### Instructions for the task:
Copy out the lines below, from the one containing "the rocky headland" through the last line, requests included, and scale each point coordinate in the answers by 0.35, rounding to whole numbers with halves going up. Leave the numbers in the requests and their format samples unchanged, and give only those lines.
═══ Dataset rows ═══
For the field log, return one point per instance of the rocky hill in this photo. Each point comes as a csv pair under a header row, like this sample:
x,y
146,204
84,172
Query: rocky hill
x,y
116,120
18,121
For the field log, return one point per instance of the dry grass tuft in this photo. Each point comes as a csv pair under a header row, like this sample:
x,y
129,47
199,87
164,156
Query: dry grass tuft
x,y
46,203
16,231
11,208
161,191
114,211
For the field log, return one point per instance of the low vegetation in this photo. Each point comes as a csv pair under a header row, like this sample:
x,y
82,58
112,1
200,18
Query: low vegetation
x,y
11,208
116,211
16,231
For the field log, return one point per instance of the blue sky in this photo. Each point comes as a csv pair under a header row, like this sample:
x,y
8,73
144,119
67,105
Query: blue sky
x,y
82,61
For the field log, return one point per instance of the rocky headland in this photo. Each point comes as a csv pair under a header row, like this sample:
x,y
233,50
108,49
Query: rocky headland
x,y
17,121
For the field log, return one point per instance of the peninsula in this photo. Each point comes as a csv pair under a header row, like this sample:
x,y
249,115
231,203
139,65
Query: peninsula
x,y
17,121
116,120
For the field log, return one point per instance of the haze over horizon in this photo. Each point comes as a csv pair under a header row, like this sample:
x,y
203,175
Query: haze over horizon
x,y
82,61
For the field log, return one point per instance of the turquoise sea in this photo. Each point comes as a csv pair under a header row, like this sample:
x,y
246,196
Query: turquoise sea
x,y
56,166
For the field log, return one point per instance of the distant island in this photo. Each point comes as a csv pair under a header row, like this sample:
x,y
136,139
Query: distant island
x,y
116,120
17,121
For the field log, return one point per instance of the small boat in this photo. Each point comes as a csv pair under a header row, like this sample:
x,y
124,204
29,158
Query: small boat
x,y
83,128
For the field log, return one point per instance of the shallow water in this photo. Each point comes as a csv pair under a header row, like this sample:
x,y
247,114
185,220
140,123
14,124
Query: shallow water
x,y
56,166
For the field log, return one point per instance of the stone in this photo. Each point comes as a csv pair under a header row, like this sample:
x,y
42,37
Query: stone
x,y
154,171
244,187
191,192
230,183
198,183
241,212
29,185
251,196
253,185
═══
### Solution:
For the field log, return one point per instance of the rocky headland in this photo. Each point comes as a csv pair under a header row, like this sample:
x,y
233,50
108,49
Query: rocky headland
x,y
6,42
For the field log, return one point per instance of the peninsula in this photo. Each point comes as a csv pair under a header row, like this sample:
x,y
249,115
231,203
139,65
Query: peninsula
x,y
6,42
41,42
For the field log, return one point per instance of the haze over horizon in this photo. Each point comes as a csv pair under a header row, like this sample:
x,y
203,175
Query: haze over horizon
x,y
29,21
For the field log, return one point per instance of the turquoise sea in this photo. Each point comes as a csv pair under a header row, like this sample:
x,y
246,196
Query: turquoise sea
x,y
20,58
For the field log, return one point per instance of the distant island in this photo. Each point comes as a csv pair under a header row, like this sample:
x,y
136,139
Query: distant island
x,y
41,42
6,42
For the field log, return one point per instance of the small boat in this photo. Each point comes as a csv pair under a header row, like this sample:
x,y
124,204
29,158
Query: small boat
x,y
29,45
For the field log, return one point per instance of the shallow water in this photo. Each point comes as a csv pair under a header row, like this sample:
x,y
247,114
185,220
140,123
14,124
Query: shallow water
x,y
20,58
For the field log, return one point per instance of the stone in this photo. Each point comes as a csv pair under a header row, like this sample:
x,y
42,37
Query: stone
x,y
54,60
85,65
67,67
81,64
69,64
84,74
10,65
88,69
89,65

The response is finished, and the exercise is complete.